Set tasks:
1. Translate this sentence from the forum thread on the tripped breaker into Spanish: "You will have continuity if there is a light on or appliance plugged in on that circuit."
2. Pick up the forum thread on the tripped breaker after its final sentence and carry the discussion forward.

Reading text:
* * *

# Continuity between neutral and hot with breaker off?



## elwing (Nov 24, 2009)

I replaced all of the outlets in a room with new ones, and with the exception of one outlet and one switch that were against code (two wires on one screw - replaced with pigtail), rewired them exactly the same as the previous outlets. As soon as I went to turn the breaker on it tripped on me right away - meaning I screwed up somewhere. The two suspects were the switch and outlet I rewired, and after testing the outlet (and wires) with a multimeter, I've got continuity between neutral and hot when the breaker's off. I'm pretty sure I shouldn't be having that, but I wanted to check with more knowledgeable people. The next trick is how can I figure out where that's happening? The outlet worked perfectly fine before I put the pigtails in and I've made sure they're not touching in any way.

Ideas?


----------



## 220/221 (Oct 9, 2007)

You will have continuity if there is a light on or appliance plugged in on that circuit.


Is there a ceiling light in the room?

My guess is that you created a dead short at a 1/2 switch receptacle. It happens often. Look at the receps you removed. On the hot (brass colored) side, is the "tab" between the two screws broken off on of them?

To find the recep that was half switched, pull the switch and see if there is *only *a black and a white wire going to the switch. If so, remove all receps and check continuity on each pair of wires when you flip the switch on/off.


----------



## elwing (Nov 24, 2009)

Nope, there are no 1/2 switched receptacles, I checked that before I took out the old outlets, just in case. The light/fan switches are all switched off (one in a closet and one ceiling light/fan) and on the one breaker. One of the receptacles (the one initially wired wrong) has a switch to the ceiling light/fan added to it further up the wall (it was a shoddy job, and I doubt an electrician actually did it). I could see how there'd be continuity there if the switch wasn't off, but as the switch is working (it was replaced about a year ago), I'm guessing there shouldn't be continuity. 

Any other troubleshooting tips to try since I can't run current? My best guess was that somewhere I was touching ground to the hot, but all of the outlets test OK, and I've double checked that no wires are touching. I know it's something I did, I just can't figure out what


----------



## Yoyizit (Jul 11, 2008)

elwing said:


> I can't run current?


You can run current, through a current limiter.

After confirming there is no voltage with respect to ground, put 120v in series with a 100w incand. bulb in series with the short. 
Measure the voltage across the short. The voltage measuring leads should not touch the leads that pass the current.
0.1v at 0.83A [current drawn by the bulb] = 120 milliohms = a 75' loop of #14 copper. For smaller loop lengths use a 10A hair dryer to limit the current.


----------



## Billy_Bob (Sep 11, 2008)

OK, you have a circuit...

Breaker, outlet A, outlet B, outlet C, outlet D, outlet E, and outlet F.

And black and white wires going from outlet to outlet.

* * *

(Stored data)
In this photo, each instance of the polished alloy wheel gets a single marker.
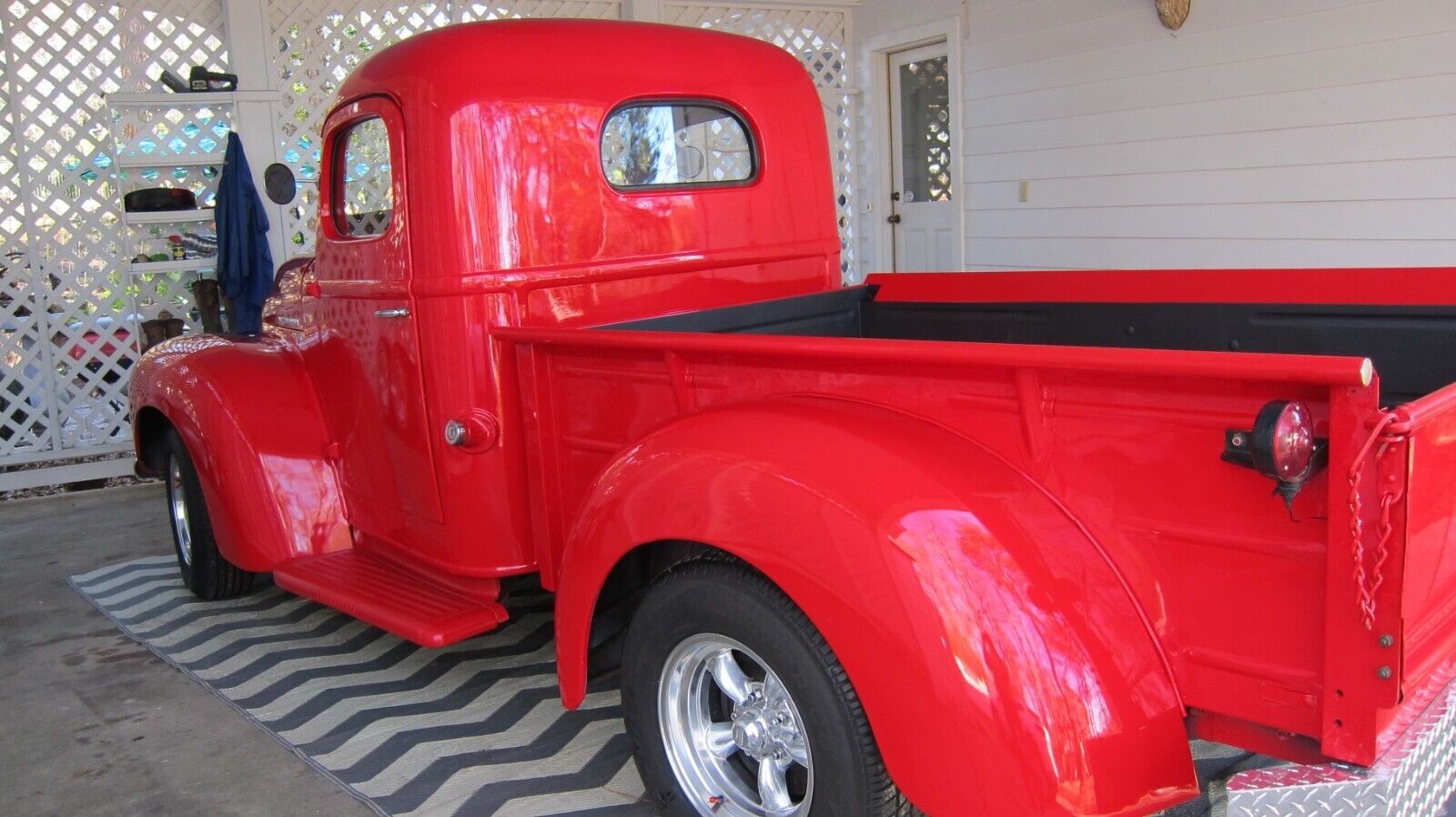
(177, 492)
(733, 732)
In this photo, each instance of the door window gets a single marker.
(667, 145)
(925, 116)
(363, 172)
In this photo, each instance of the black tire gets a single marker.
(727, 599)
(206, 571)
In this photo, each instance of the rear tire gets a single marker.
(204, 570)
(779, 698)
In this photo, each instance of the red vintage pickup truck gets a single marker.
(994, 545)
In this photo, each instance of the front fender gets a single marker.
(249, 417)
(1002, 661)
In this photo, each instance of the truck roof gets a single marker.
(599, 62)
(504, 137)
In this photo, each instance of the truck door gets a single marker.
(361, 346)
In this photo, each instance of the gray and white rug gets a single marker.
(473, 729)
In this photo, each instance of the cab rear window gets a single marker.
(662, 145)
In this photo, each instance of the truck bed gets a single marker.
(1079, 390)
(1412, 347)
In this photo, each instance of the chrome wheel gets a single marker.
(733, 731)
(177, 492)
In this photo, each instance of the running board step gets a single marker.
(411, 606)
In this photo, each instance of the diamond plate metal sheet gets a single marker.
(1414, 778)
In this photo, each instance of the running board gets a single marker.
(430, 613)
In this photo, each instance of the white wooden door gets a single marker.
(922, 210)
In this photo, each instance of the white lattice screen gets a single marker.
(66, 331)
(819, 38)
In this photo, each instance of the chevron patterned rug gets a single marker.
(473, 729)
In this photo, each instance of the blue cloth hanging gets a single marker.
(244, 258)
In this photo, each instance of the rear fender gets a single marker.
(251, 421)
(1002, 661)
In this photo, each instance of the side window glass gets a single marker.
(669, 145)
(364, 186)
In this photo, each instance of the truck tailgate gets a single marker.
(1429, 601)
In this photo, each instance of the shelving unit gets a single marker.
(171, 216)
(186, 266)
(201, 159)
(169, 140)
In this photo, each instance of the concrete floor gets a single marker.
(92, 721)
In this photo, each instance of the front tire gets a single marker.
(204, 570)
(737, 707)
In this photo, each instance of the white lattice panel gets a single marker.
(819, 38)
(69, 334)
(592, 9)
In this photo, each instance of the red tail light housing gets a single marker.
(1280, 446)
(1285, 441)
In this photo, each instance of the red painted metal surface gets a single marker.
(1030, 560)
(392, 598)
(985, 630)
(254, 427)
(1388, 286)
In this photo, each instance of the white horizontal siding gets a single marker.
(1302, 133)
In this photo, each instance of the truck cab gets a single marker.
(963, 543)
(465, 203)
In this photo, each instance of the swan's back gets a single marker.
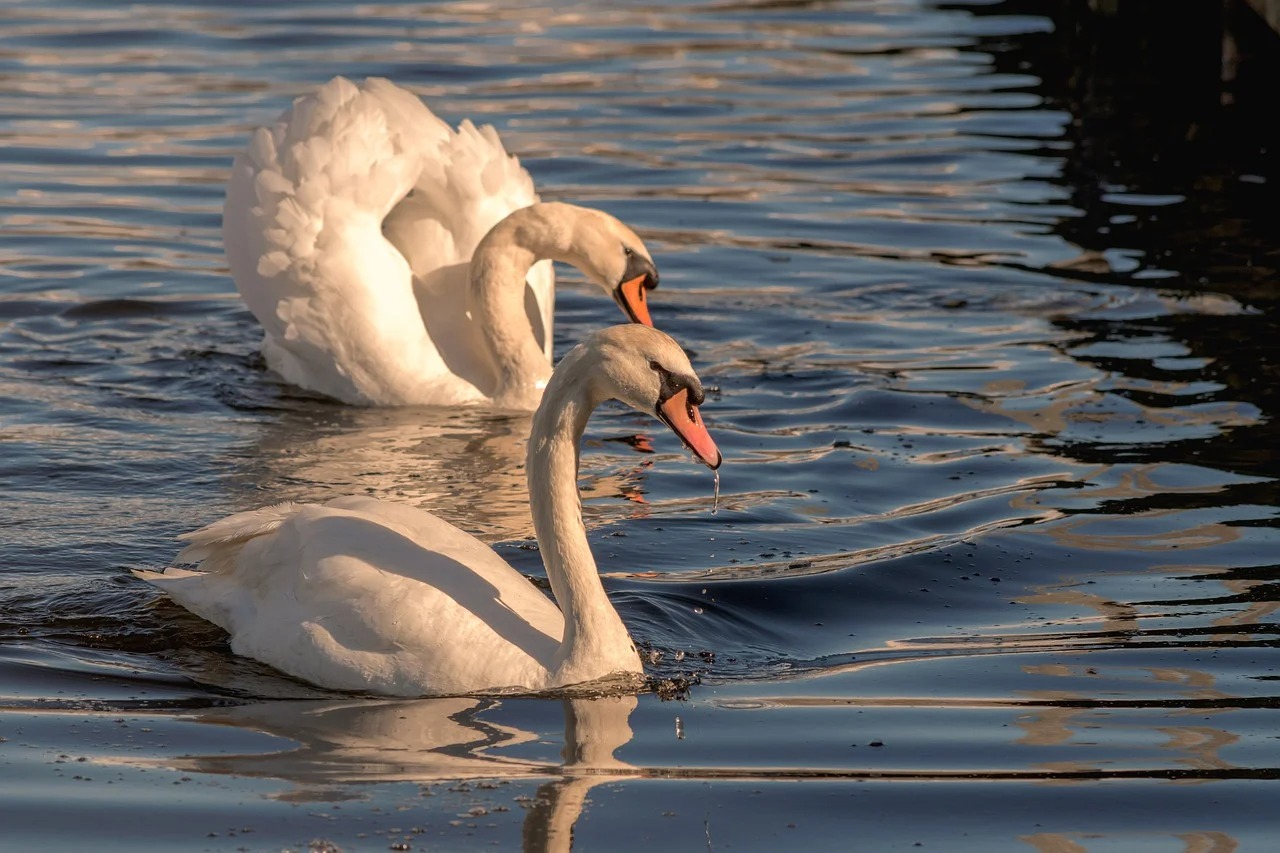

* * *

Written answers:
1. Tendrás continuidad si hay una luz encendida o un aparato enchufado en ese circuito.

2.
A good troubleshooting trick is to disconnect the wiring in the middle and see which direction the short is going...

So disconnect the wires going to outlet C and test the wires going both directions.


----------



## 220/221 (Oct 9, 2007)

> I'm guessing there shouldn't be continuity.


What about the rest of the circuit in the other rooms?

You say the fan/light was added. Was there a ceiling light originally?

Too many questions to do over the internet. This would take 5 minutes in person.

Start from scratch. Take the receps out and *unwire them*.


----------



## joed (Mar 13, 2005)

Could be a ground wire touching a hot when receptacles pushed back in box. Could be a receptacle touching side of box if mis installed in box.


----------



## elwing (Nov 24, 2009)

Found a half-switched outlet - with no switch - no wonder I thought there wasn't one. Broke the tab and it's sort of fixed, and I can turn the breaker on now, but despite how I try to wire it, I keep getting hot/grd reverse on the switched part, and all of the outlets after that receptacle (and lights in the circuit won't turn on - I'm thinking I might have blown them). Right now, all hots are pigtailed together to the "top", and the neutrals are connected to the other screws (and ground to the appropriate one).

Working on figuring out how to wire that receptacle up right, but haven't asked google yet. Thanks to everyone who replied!

elwing


----------



## AllanJ (Nov 24, 2007)

What do you mean by a half switched outlet and no switch? Is there a cable daisy chaining off the other half and you don't know where that cable goes? Perhaps to a switch somewhere?

Can you take a picture of that "hafl switched" outlet and post it?


----------



## joed (Mar 13, 2005)

Sounds like you had a split wired receptacle. Is there a black and a red wire connected to receptacle? How many breakers are involved?

You should only split the gold side not the silver side. Hot ground reversed is usually an open neutral.


----------



## elwing (Nov 24, 2009)

Allan J - There's a switch loop in the receptacle box, but there's no corresponding switch. There were also four wires going to the outlet (two white, two black), which is why it didn't register with me that it was half switched. My guess is that in the past, someone decided that they didn't want that outlet switched and removed the switch - and closed up the box with drywall (I have a suspicion as to where it is, but I'm not about to punch holes in my newly painted drywall to find out). There are now three white wires (one marked "hot" with black electrical tape), and figuring out which was the correct "hot" white wire was what was causing my open neutral. Everything's wired up so that it's working. Thanks to Billy_Bob who made me think to look at the "middle" outlet - which is where the problem was, and everyone else for making me think about what was going on and figure it out.

elwing


----------



## AllanJ (Nov 24, 2007)

Both of the switch loop wires (white with black tape and the black wire from the same cable) should not be connected to anything, have their ends taped individually, and curled up in the box out of the way.

They may be used by the next homeowner after he finds the switch box and chips the wall open to install a switch or possibly something else.


----------



## 220/221 (Oct 9, 2007)

> Found a half-switched outlet -


:whistling2:


Disconnect switch loop, both black and white. Leave them capped off in the back of the box.

Hook up the other blacks and whites without breaking the tab.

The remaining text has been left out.